_Tasks and exercises_.
A) In the passage on the GTWR model below, what does the traditional GWR model fail to take into account?
B) Translate this sentence from the passage on the GTWR model into Spanish: "In view of the above, this paper combines the extended STIRPAT model with the GTWR model to reveal the impact on spatial–temporal heterogeneity of various driving factors on CI [16]."
C) Using the passage on the GTWR model, decide whether each statement agrees with it. For each, answer yes or no and quote the words that settle it. (i) Huang et al. constructed the GTWR model. (ii) The traditional GWR model considers both the spatial and the temporal dimensions. (iii) The GTWR model combines spatial and temporal information through a weight function and distance in the Gaussian function method.

_Extract to read_.
Although the traditional Geographical Weighted Regression (GWR) model adopted in the previous studies can deal with the relevant influencing factors [41], it only considers the spatial dimension, while it fails to take account of the temporal factors, which may be insufficient to provide practical references. In view of the above, this paper combines the extended STIRPAT model with the GTWR model to reveal the impact on spatial–temporal heterogeneity of various driving factors on CI [16]. The GTWR model was constructed by Huang et al. [42]:

$${\mathrm{y}}_{\mathrm{i}}=\mathsf{\beta }\mathrm{o}({\mathsf{\mu }}_{\mathrm{i}},{\mathrm{v}}_{\mathrm{i}},{\mathrm{t}}_{\mathrm{i}})+{\displaystyle \sum _{\mathrm{k}=1}^{\mathrm{m}}{\mathsf{\beta }}_{\mathrm{k}}}({\mathsf{\mu }}_{\mathrm{i}},{\mathrm{v}}_{\mathrm{i}},{\mathrm{t}}_{\mathrm{i}}){\mathrm{x}}_{\mathrm{i}\mathrm{k}}+{\mathsf{\epsilon }}_{\mathrm{i}}(\mathrm{i}=1,2\dots \mathrm{n})$$

(5)

where y_i is the explained variable for city i; m is the number of cities; k is the number of explanatory variables for city i; t_i is the temporal coordinate of city i; β_o(μ_i,v_i t_i) is the spatiotemporal intercept term for city i; x_ik is the kth explanatory variable for city i; β_k(μ_i,v_i t_i) is the regression coefficient of the kth explanatory variable for city i and the spatiotemporal intercept function; ε_i is the error term.

Through the spatiotemporal weight function and the spatiotemporal distance in the Gaussian function method, the proposed GTWR model combines spatial and temporal information:

$${\mathrm{d}}_{\mathrm{i}\mathrm{j}}^{\mathrm{S}\mathrm{T}}=\sqrt{\mathsf{\lambda }\left[{\left({\mathsf{\mu }}_{\mathrm{i}}-{\mathsf{\mu }}_{\mathrm{j}}\right)}_{}^2+{\left({\mathrm{v}}_{\mathrm{i}}-{\mathrm{v}}_{\mathrm{j}}\right)}_{}^2\right]+\mathsf{\mu }{\left({\mathrm{t}}_{\mathrm{i}}-{\mathrm{t}}_{\mathrm{j}}\right)}_{}^2}$$

(6)

$${\mathrm{w}}_{\mathrm{i}\mathrm{j}}^{\mathrm{S}\mathrm{T}}=\exp \left\{\left(-\frac{\mathsf{\lambda }\left[{\left({\mathsf{\mu }}_{\mathrm{i}}-{\mathsf{\mu }}_{\mathrm{j}}\right)}_{}^2+{\left({\mathrm{v}}_{\mathrm{i}}-{\mathrm{v}}_{\mathrm{j}}\right)}_{}^2\right]+\mathsf{\mu }{\left({\mathrm{t}}_{\mathrm{i}}-{\mathrm{t}}_{\mathrm{j}}\right)}_{}^2}{{\mathrm{b}}_{\mathrm{S}\mathrm{T}}^2}\right)\right\}$$

(7)

_Information provided_.
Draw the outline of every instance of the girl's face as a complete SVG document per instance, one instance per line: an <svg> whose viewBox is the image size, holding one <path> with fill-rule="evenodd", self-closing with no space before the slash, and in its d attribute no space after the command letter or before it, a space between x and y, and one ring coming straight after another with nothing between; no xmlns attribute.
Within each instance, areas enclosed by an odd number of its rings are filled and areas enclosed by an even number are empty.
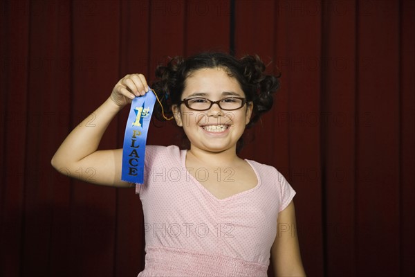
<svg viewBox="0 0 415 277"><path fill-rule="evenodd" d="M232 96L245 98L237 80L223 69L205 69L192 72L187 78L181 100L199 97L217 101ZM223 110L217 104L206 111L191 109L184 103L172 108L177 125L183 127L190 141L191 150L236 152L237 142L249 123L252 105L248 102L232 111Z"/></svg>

_Exercise solutions_.
A) It fails to take account of temporal factors.

B) En vista de lo anterior, este artículo combina el modelo STIRPAT ampliado con el modelo GTWR para revelar el impacto sobre la heterogeneidad espacio-temporal de diversos factores impulsores sobre la CI [16].

C)
(i) Yes: "The GTWR model was constructed by Huang et al. [42]"
(ii) No: "it only considers the spatial dimension, while it fails to take account of the temporal factors"
(iii) Yes: "Through the spatiotemporal weight function and the spatiotemporal distance in the Gaussian function method, the proposed GTWR model combines spatial and temporal information"